### Your instructions
Update these lines by replacing "drop" with "place" wherever it appears, leaving everything else unchanged.

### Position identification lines
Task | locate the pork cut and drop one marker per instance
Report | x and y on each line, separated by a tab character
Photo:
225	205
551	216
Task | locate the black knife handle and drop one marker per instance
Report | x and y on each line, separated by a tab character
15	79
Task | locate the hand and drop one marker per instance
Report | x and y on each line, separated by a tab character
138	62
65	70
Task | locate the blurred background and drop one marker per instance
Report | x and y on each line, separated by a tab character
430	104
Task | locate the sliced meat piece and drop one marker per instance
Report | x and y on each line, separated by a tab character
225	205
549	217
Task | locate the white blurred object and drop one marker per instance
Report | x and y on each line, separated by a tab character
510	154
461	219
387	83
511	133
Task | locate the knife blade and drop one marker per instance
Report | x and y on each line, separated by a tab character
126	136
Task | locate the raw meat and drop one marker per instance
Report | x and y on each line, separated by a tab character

### Answer to this task
Task | locate the pork cut and place one marker per instance
Report | x and y on each line, separated by a tab character
Photo:
225	205
551	216
Task | locate the black knife handle and place one marker per instance
Report | x and y on each line, separated by a tab character
15	79
Task | locate the hand and place one marker per instance
Report | x and y on each line, separated by a tab character
138	62
65	70
Task | locate the blurred background and place one marker per instance
Report | x and y on each line, separated by a tab character
430	104
Task | locate the sliced meat piece and place one marker per instance
Report | x and y on each line, separated by a tab character
225	205
549	217
Task | locate the white blurred object and place one marker per instance
Report | x and y on each line, separated by a tab character
510	154
461	219
387	83
511	133
Task | locate the knife blade and place one marker per instance
Report | x and y on each line, separated by a tab character
126	136
Task | locate the raw meat and place one marker per instance
Report | x and y on each line, separated by a tab character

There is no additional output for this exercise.